Exercise: Reproduce every item below, swapping "verification evidence" for "supporting evidence" wherever it occurs and leaving everything else unchanged.

Entries supplied:
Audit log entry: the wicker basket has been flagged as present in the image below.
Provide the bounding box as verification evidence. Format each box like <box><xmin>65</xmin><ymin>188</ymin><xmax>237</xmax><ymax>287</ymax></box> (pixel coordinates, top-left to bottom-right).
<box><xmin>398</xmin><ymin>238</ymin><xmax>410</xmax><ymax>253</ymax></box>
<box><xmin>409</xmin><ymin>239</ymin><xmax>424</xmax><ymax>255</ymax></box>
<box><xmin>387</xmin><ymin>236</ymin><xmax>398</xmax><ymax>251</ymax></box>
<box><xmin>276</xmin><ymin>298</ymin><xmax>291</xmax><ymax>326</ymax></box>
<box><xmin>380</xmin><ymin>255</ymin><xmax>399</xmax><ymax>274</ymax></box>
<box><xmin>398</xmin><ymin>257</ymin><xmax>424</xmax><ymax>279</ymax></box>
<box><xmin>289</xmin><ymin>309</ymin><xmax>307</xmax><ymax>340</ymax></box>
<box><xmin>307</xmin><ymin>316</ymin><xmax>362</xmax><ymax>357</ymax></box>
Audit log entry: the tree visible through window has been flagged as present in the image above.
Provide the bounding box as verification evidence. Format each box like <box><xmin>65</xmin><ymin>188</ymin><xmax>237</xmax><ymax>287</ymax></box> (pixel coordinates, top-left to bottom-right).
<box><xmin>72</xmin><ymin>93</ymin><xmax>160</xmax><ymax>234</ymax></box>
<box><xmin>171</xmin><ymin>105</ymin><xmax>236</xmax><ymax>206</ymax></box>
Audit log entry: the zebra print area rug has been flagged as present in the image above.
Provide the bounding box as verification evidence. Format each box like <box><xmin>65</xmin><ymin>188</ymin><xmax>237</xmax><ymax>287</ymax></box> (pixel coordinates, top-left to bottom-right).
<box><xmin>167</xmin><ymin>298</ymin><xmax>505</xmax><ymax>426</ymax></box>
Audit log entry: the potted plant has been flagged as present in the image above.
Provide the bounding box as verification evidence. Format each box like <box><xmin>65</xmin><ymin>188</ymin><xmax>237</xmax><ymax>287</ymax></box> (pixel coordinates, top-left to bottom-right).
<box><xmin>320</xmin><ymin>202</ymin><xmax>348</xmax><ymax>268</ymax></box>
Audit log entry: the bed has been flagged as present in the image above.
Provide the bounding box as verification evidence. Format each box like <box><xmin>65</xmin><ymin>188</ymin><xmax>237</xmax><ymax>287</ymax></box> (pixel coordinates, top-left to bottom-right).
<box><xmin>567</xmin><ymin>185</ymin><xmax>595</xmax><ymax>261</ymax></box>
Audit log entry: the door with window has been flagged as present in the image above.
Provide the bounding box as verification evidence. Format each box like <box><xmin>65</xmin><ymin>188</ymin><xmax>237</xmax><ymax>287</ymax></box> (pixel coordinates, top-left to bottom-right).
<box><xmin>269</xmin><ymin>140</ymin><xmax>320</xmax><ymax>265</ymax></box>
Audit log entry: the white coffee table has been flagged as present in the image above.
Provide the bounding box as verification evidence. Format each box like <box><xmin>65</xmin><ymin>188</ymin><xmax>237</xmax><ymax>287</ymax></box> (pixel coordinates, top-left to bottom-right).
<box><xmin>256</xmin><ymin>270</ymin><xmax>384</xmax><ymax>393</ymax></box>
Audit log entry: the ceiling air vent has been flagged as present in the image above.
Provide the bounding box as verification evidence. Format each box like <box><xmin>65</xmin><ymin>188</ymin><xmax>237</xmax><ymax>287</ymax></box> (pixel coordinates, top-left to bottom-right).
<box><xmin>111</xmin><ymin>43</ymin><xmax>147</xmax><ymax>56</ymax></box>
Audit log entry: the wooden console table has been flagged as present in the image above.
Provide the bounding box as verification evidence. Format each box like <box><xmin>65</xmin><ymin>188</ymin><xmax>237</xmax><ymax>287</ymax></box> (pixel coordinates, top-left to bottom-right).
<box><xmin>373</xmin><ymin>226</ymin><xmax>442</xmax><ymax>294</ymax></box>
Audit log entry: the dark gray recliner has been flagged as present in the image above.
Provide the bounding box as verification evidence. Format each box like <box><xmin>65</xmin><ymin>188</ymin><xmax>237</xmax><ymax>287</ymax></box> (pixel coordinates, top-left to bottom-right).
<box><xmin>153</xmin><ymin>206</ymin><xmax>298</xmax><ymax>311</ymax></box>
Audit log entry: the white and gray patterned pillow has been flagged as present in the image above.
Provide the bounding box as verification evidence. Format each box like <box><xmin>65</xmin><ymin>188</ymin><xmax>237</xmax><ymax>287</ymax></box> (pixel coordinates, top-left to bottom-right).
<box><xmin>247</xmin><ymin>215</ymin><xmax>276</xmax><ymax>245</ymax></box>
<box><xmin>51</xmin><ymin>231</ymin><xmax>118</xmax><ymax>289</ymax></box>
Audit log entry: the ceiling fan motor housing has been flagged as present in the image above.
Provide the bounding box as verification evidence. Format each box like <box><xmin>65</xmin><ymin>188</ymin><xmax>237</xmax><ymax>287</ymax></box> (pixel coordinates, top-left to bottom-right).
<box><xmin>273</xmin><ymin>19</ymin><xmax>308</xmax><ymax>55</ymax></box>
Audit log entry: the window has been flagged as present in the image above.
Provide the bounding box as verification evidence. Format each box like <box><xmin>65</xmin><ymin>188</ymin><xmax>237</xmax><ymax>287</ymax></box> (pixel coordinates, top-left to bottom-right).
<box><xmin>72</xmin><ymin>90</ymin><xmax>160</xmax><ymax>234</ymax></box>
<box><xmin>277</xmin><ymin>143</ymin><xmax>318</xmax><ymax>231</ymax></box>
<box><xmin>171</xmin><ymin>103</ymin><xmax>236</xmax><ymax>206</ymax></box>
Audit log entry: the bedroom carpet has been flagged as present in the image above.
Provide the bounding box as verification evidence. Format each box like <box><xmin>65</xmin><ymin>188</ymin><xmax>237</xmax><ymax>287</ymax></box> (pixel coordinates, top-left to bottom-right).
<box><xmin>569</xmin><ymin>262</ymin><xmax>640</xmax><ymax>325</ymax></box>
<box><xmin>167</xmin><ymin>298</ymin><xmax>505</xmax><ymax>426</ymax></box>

Exercise result:
Audit log entry: the wicker basket has been flagged as present in the image below.
Provide the bounding box as supporting evidence. Format each box like <box><xmin>65</xmin><ymin>188</ymin><xmax>237</xmax><ymax>287</ymax></box> (pixel coordinates, top-left to bottom-right).
<box><xmin>398</xmin><ymin>238</ymin><xmax>410</xmax><ymax>253</ymax></box>
<box><xmin>409</xmin><ymin>239</ymin><xmax>424</xmax><ymax>255</ymax></box>
<box><xmin>387</xmin><ymin>236</ymin><xmax>398</xmax><ymax>251</ymax></box>
<box><xmin>276</xmin><ymin>298</ymin><xmax>291</xmax><ymax>326</ymax></box>
<box><xmin>380</xmin><ymin>255</ymin><xmax>399</xmax><ymax>274</ymax></box>
<box><xmin>398</xmin><ymin>257</ymin><xmax>424</xmax><ymax>279</ymax></box>
<box><xmin>289</xmin><ymin>309</ymin><xmax>307</xmax><ymax>340</ymax></box>
<box><xmin>307</xmin><ymin>316</ymin><xmax>362</xmax><ymax>357</ymax></box>
Audit log entry: the tree visible through window has been flagged as present in the image above.
Provide the bounding box as supporting evidence. Format each box like <box><xmin>65</xmin><ymin>188</ymin><xmax>237</xmax><ymax>287</ymax></box> (pixel coordinates, top-left to bottom-right).
<box><xmin>72</xmin><ymin>93</ymin><xmax>160</xmax><ymax>234</ymax></box>
<box><xmin>171</xmin><ymin>105</ymin><xmax>236</xmax><ymax>206</ymax></box>
Audit log entry: the zebra print area rug has been flagged as present in the image above.
Provide the bounding box as supporting evidence. Format each box like <box><xmin>65</xmin><ymin>188</ymin><xmax>237</xmax><ymax>287</ymax></box> (pixel coordinates, top-left to bottom-right).
<box><xmin>167</xmin><ymin>298</ymin><xmax>505</xmax><ymax>426</ymax></box>
Audit log entry: the potted plant has been flagged as present in the image above.
Provide the bounding box as supporting evidence. Format each box like <box><xmin>65</xmin><ymin>188</ymin><xmax>237</xmax><ymax>287</ymax></box> (pixel coordinates, top-left to bottom-right).
<box><xmin>320</xmin><ymin>202</ymin><xmax>348</xmax><ymax>268</ymax></box>
Audit log entry: the bed has been flagged as present in the image above.
Provide the bounding box as supporting evidence. Format each box like <box><xmin>65</xmin><ymin>188</ymin><xmax>237</xmax><ymax>287</ymax></box> (pixel coordinates, top-left to bottom-right).
<box><xmin>567</xmin><ymin>185</ymin><xmax>595</xmax><ymax>261</ymax></box>
Audit log entry: the door with window has been flagged as present in the image above.
Provide the bounding box as supporting evidence. Format each box like <box><xmin>65</xmin><ymin>188</ymin><xmax>237</xmax><ymax>287</ymax></box> (pixel coordinates, top-left to bottom-right).
<box><xmin>269</xmin><ymin>140</ymin><xmax>320</xmax><ymax>265</ymax></box>
Audit log entry: the white coffee table has been flagged as present in the image above.
Provide the bounding box as supporting evidence. Format each box like <box><xmin>65</xmin><ymin>188</ymin><xmax>237</xmax><ymax>287</ymax></box> (pixel coordinates, top-left to bottom-right).
<box><xmin>256</xmin><ymin>270</ymin><xmax>384</xmax><ymax>393</ymax></box>
Audit log entry: the ceiling air vent has been flagged as present in the image above.
Provide the bounding box as supporting evidence. Format each box like <box><xmin>65</xmin><ymin>188</ymin><xmax>237</xmax><ymax>287</ymax></box> (pixel coordinates, top-left to bottom-right).
<box><xmin>111</xmin><ymin>43</ymin><xmax>147</xmax><ymax>56</ymax></box>
Audit log entry: the wooden console table has been flagged as present in the image above.
Provide the bounding box as supporting evidence. Format each box like <box><xmin>65</xmin><ymin>188</ymin><xmax>237</xmax><ymax>287</ymax></box> (pixel coordinates, top-left to bottom-right).
<box><xmin>373</xmin><ymin>226</ymin><xmax>442</xmax><ymax>294</ymax></box>
Audit log entry: the dark gray recliner has been flagged as present in the image above.
Provide the bounding box as supporting evidence. Format each box like <box><xmin>65</xmin><ymin>188</ymin><xmax>237</xmax><ymax>287</ymax></box> (pixel coordinates, top-left to bottom-right).
<box><xmin>153</xmin><ymin>206</ymin><xmax>298</xmax><ymax>311</ymax></box>
Audit log entry: the white and gray patterned pillow has been flagged as present in the image above.
Provide the bounding box as supporting evidence. Format each box like <box><xmin>65</xmin><ymin>188</ymin><xmax>237</xmax><ymax>287</ymax></box> (pixel coordinates, top-left to bottom-right).
<box><xmin>247</xmin><ymin>215</ymin><xmax>276</xmax><ymax>245</ymax></box>
<box><xmin>51</xmin><ymin>231</ymin><xmax>118</xmax><ymax>289</ymax></box>
Audit log entry: the ceiling fan motor housing has been flagged as present in the image above.
Provide the bounding box as supporting evidence. Format each box like <box><xmin>65</xmin><ymin>188</ymin><xmax>237</xmax><ymax>287</ymax></box> (pixel coordinates, top-left to bottom-right).
<box><xmin>273</xmin><ymin>19</ymin><xmax>308</xmax><ymax>55</ymax></box>
Audit log entry: the window has been flagged as present in the image above.
Provide the bounding box as supporting evidence. Format each box like <box><xmin>65</xmin><ymin>188</ymin><xmax>237</xmax><ymax>287</ymax></box> (pixel coordinates, top-left to bottom-right).
<box><xmin>72</xmin><ymin>90</ymin><xmax>160</xmax><ymax>234</ymax></box>
<box><xmin>277</xmin><ymin>143</ymin><xmax>318</xmax><ymax>231</ymax></box>
<box><xmin>171</xmin><ymin>103</ymin><xmax>236</xmax><ymax>206</ymax></box>
Audit log entry: the bedroom carpet has been flagged as present in the image above.
Provide the bounding box as supporting evidence. Format each box like <box><xmin>65</xmin><ymin>188</ymin><xmax>237</xmax><ymax>287</ymax></box> (pixel coordinates, top-left to bottom-right).
<box><xmin>569</xmin><ymin>262</ymin><xmax>640</xmax><ymax>325</ymax></box>
<box><xmin>167</xmin><ymin>298</ymin><xmax>505</xmax><ymax>426</ymax></box>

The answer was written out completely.